• WRITTEN INSTRUCTION
Add 112 to every bounding-box coordinate in the answers, and write out again the stretch from the start of the records through the line containing "75;374;654;440", with both ends and all requests included. Leave the pictures out of your answer.

--- RECORDS SUPPLIED ---

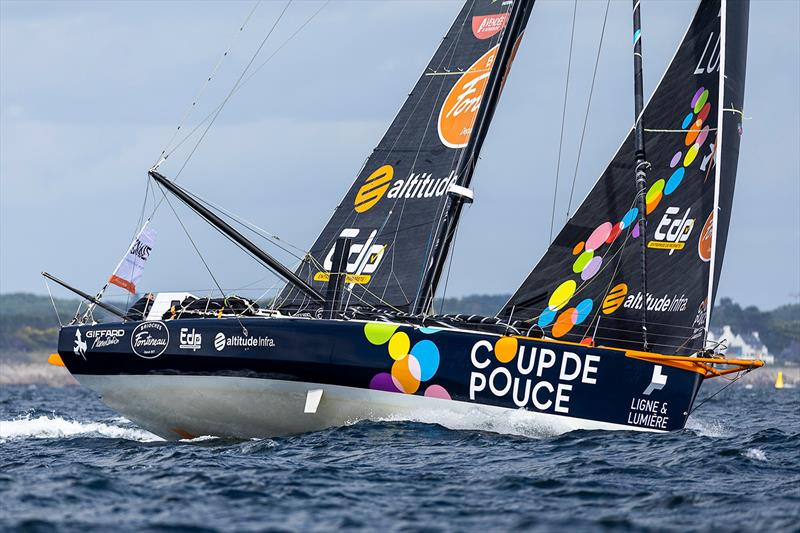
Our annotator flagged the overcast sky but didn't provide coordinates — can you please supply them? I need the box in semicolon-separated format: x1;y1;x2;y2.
0;0;800;308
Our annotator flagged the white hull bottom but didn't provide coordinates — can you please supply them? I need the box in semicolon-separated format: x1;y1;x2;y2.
75;374;654;440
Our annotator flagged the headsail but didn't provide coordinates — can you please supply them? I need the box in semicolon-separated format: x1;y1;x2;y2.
501;0;749;354
277;0;533;311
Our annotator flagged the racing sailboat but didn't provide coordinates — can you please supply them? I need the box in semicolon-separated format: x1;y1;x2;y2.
50;0;762;439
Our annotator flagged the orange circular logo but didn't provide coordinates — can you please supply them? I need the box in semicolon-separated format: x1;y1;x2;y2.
439;45;499;148
353;165;394;213
697;211;714;262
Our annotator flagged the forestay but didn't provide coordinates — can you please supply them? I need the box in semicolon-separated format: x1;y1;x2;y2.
501;0;749;354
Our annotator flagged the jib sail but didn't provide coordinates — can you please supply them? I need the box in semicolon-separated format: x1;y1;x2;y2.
501;0;749;354
276;0;533;311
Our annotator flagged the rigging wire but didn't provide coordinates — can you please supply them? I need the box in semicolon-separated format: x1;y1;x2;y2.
173;0;293;180
156;0;331;169
564;0;611;218
153;0;261;169
153;182;247;337
550;0;578;243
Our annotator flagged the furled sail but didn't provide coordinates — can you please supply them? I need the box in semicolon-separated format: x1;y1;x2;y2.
277;0;533;311
501;0;749;354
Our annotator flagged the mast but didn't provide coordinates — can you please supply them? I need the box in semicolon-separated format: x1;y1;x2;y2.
412;0;533;313
632;0;650;350
149;170;325;304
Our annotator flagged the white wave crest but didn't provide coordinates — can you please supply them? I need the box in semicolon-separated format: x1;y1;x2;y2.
0;416;163;442
742;448;767;461
686;416;733;438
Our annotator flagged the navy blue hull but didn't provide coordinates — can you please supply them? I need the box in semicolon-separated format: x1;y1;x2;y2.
59;318;702;431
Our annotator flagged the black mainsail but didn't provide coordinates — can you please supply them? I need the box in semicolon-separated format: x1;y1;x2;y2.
501;0;749;354
277;0;533;311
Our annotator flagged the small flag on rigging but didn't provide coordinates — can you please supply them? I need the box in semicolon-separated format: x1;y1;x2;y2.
108;222;156;294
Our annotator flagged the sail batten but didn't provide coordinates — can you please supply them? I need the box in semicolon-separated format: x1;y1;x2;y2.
277;0;532;311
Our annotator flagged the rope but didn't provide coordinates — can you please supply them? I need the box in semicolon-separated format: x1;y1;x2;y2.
564;0;611;218
174;0;292;180
550;0;578;243
159;0;331;167
153;0;261;169
44;278;64;328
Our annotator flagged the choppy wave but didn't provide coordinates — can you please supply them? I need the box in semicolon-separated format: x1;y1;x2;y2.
0;416;163;442
0;387;800;531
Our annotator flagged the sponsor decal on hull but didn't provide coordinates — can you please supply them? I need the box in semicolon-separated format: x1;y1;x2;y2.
469;337;600;414
72;328;88;359
86;329;125;350
131;322;169;359
214;332;275;352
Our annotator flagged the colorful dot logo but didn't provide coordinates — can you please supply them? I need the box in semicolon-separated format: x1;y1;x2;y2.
364;322;450;400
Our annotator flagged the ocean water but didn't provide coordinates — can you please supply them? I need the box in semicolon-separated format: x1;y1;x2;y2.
0;384;800;532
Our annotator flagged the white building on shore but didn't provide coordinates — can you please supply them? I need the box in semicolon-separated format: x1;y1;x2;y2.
708;326;775;364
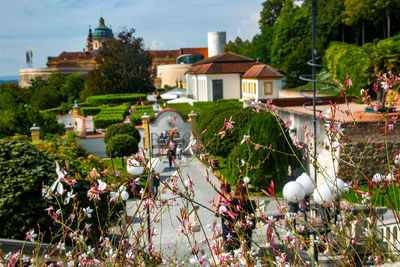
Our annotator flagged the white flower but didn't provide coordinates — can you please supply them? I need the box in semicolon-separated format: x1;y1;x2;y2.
65;190;76;204
83;207;93;218
97;179;107;191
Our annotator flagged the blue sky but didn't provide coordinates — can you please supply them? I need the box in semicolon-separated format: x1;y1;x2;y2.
0;0;263;76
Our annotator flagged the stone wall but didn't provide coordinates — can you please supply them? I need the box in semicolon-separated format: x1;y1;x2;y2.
19;67;92;87
338;122;400;183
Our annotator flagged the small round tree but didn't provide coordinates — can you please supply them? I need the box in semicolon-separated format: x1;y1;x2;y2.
104;123;140;144
106;134;139;167
203;108;256;157
228;113;299;192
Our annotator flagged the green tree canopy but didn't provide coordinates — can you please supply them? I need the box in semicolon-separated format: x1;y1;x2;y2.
104;123;140;144
106;134;139;166
228;113;298;189
84;29;154;96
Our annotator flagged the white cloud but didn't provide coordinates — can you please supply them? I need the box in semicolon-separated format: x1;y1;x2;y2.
150;39;165;50
236;12;260;40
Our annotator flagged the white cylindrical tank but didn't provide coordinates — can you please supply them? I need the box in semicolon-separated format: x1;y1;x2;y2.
207;32;226;57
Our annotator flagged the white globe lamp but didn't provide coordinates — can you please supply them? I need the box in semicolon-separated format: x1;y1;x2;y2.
282;181;305;204
313;184;334;205
147;158;164;173
126;159;144;176
296;172;315;196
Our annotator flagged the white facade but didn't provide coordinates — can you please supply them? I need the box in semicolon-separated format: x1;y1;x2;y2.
242;78;282;100
207;32;226;57
186;73;241;101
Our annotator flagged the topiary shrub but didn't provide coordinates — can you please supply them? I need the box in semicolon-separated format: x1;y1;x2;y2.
86;94;147;105
81;107;102;117
104;123;140;144
195;102;240;142
228;113;298;190
130;105;154;125
203;108;256;157
106;134;139;166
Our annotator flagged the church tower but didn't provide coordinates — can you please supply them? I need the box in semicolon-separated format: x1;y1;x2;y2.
86;17;114;52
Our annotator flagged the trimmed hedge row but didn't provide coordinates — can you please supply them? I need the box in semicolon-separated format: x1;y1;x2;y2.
81;107;102;117
86;94;147;105
93;105;128;129
167;103;200;118
130;105;154;125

---

• SOLUTION TO THIS PROBLEM
Our annotator flagged the overcast sky but didn't provide coordinates — can you please supply them? I need the box in semicolon-separated format: x1;y1;x2;y2.
112;112;912;420
Our annotator flagged the white hull bottom but didn't provide coordinates — can you please supply them? I need the box in semicolon-separated format: x1;y1;x2;y2.
187;486;766;552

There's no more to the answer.